Exercise task >> Output, word for word, every line from the line with "Please spot the sky" through the final line of the data below.

[Object point labels]
__________

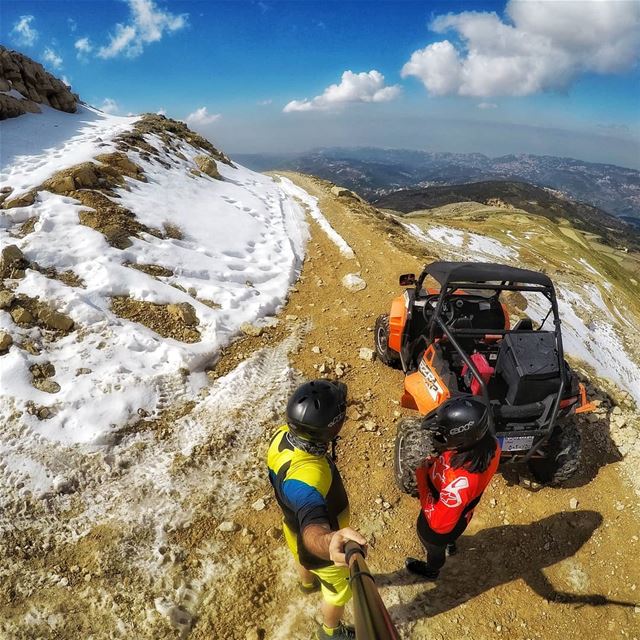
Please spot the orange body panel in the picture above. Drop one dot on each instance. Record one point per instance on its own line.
(585, 407)
(424, 390)
(397, 318)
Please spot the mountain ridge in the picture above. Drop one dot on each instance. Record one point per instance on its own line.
(374, 172)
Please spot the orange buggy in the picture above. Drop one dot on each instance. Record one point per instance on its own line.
(456, 339)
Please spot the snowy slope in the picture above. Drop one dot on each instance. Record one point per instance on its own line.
(242, 244)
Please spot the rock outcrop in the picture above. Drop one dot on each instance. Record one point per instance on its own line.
(21, 74)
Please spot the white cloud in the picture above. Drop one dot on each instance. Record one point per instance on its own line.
(52, 58)
(148, 24)
(353, 87)
(83, 47)
(539, 46)
(200, 117)
(109, 105)
(23, 31)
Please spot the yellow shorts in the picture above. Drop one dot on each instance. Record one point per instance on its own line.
(334, 581)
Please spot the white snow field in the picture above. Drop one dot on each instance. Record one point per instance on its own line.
(591, 332)
(242, 246)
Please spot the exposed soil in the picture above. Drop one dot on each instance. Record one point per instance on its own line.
(165, 319)
(529, 565)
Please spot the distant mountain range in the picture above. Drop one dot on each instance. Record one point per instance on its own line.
(374, 172)
(519, 195)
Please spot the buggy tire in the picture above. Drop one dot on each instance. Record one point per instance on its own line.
(413, 445)
(563, 455)
(385, 354)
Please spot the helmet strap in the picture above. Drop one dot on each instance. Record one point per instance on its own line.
(308, 446)
(334, 442)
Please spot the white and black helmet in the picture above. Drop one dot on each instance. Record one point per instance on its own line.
(458, 423)
(316, 410)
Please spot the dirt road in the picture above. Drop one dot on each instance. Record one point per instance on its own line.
(529, 567)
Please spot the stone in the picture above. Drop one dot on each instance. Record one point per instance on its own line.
(23, 200)
(367, 354)
(184, 312)
(207, 165)
(12, 260)
(251, 330)
(21, 315)
(258, 505)
(353, 282)
(5, 340)
(46, 385)
(85, 177)
(54, 320)
(275, 533)
(60, 184)
(6, 299)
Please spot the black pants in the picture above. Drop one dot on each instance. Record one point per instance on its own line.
(435, 544)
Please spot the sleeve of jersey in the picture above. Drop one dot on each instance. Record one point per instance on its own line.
(446, 512)
(305, 491)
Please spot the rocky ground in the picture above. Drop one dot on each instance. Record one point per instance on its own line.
(536, 563)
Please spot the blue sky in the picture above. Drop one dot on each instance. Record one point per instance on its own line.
(556, 77)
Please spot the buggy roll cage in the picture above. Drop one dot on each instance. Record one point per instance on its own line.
(453, 276)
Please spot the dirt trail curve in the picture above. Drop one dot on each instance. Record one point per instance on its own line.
(532, 565)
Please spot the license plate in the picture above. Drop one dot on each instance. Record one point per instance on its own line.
(516, 443)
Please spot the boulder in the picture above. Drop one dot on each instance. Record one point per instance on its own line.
(34, 83)
(84, 176)
(5, 341)
(6, 299)
(46, 385)
(184, 312)
(60, 184)
(23, 200)
(12, 262)
(251, 330)
(207, 165)
(21, 315)
(54, 320)
(353, 282)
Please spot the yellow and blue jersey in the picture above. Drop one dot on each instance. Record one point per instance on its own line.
(308, 489)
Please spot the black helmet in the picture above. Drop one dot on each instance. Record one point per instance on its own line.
(459, 423)
(316, 410)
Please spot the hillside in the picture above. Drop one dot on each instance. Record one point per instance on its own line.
(158, 304)
(374, 172)
(517, 195)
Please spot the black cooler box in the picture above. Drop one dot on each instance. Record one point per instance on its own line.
(528, 363)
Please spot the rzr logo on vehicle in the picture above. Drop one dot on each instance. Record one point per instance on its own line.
(450, 495)
(433, 387)
(462, 428)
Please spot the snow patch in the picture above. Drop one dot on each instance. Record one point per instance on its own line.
(314, 211)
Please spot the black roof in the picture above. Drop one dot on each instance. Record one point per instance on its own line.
(445, 272)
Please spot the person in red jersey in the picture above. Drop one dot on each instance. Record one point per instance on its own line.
(451, 483)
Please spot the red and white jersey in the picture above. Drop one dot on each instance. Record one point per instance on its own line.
(455, 490)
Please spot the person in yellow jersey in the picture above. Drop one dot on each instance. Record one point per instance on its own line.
(314, 503)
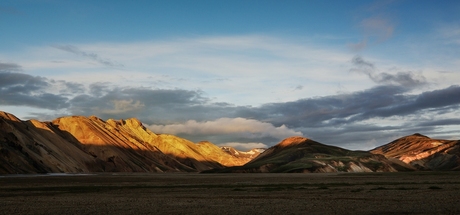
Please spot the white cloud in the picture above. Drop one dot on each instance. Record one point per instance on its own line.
(244, 146)
(248, 128)
(246, 70)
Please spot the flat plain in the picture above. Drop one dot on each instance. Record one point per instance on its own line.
(256, 193)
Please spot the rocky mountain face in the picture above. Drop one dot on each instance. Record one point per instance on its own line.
(79, 144)
(299, 154)
(423, 153)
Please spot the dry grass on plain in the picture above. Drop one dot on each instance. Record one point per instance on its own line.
(186, 193)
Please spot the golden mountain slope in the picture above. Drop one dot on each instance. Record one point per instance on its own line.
(299, 154)
(80, 144)
(423, 152)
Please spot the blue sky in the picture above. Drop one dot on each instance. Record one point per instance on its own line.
(355, 74)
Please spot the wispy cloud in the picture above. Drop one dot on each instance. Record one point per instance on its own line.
(405, 79)
(4, 67)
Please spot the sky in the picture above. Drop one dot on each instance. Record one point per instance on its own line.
(247, 74)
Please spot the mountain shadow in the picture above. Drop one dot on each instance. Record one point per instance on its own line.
(423, 153)
(302, 155)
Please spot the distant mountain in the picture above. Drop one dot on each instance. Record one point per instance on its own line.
(78, 144)
(423, 153)
(299, 154)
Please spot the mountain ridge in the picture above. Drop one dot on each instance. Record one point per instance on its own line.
(79, 144)
(89, 144)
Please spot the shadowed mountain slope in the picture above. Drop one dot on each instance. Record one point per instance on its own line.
(79, 144)
(423, 152)
(299, 154)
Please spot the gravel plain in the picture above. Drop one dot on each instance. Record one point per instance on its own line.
(257, 193)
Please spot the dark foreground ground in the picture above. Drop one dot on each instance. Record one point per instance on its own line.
(356, 193)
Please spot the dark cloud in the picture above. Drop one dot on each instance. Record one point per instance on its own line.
(92, 56)
(26, 90)
(347, 119)
(406, 79)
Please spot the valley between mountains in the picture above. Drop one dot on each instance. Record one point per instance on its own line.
(78, 144)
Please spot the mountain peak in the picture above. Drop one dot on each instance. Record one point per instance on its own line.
(291, 141)
(8, 116)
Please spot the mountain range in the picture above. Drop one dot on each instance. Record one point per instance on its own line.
(77, 144)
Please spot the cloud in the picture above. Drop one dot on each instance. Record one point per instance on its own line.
(92, 56)
(406, 79)
(245, 146)
(5, 67)
(123, 106)
(248, 128)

__________

Response >>
Please spot the sky in the picture above. Drop one dot on each instance. Record one point per instance on its own line.
(247, 74)
Please spot the mountain shadow in the picture above. Drop one dot on each instance. Record one point per instance on its own line.
(423, 153)
(302, 155)
Please spot the distant mountain in the picture above. Drop one dot on each instance. Record one point per instance on its own line.
(78, 144)
(423, 153)
(299, 154)
Please spot the mountain ridge in the picture above. Drop one dot on each instance. Record one point per instance on its own line.
(79, 144)
(89, 144)
Please spot the shadowed mountain slope in the picture above. Drop one dot on each instance. Record one point per instance on its own line.
(79, 144)
(423, 152)
(299, 154)
Please spot the gravel plain in the picture above. Drop one dot on each instance. Record one point per instance on its own line.
(257, 193)
Please spot the dark foreground ground in the picture above. Drop one dot on each instance. Record one point per instance on its own line.
(356, 193)
Please spot the dark cloud in the picture above. Drop one dot on each instance. Record one point per instance on its own line.
(92, 56)
(26, 90)
(347, 119)
(406, 79)
Please spot the valley between mountains in the picture above. Drop one dot on each instance. Record one point per instance on its own line.
(78, 144)
Please spot the mountain peak in the picture above. Drop one dot on each instance. Record one point per instance on its own line.
(291, 141)
(8, 116)
Please spot the mountain range in the picture above. Drop one dot on each instance. Record one point per instance on its own line.
(77, 144)
Please spot the cloud in the picture above. Drop one dot on each instance. Record one point per instance on its own line.
(92, 56)
(406, 79)
(245, 146)
(5, 67)
(123, 106)
(248, 128)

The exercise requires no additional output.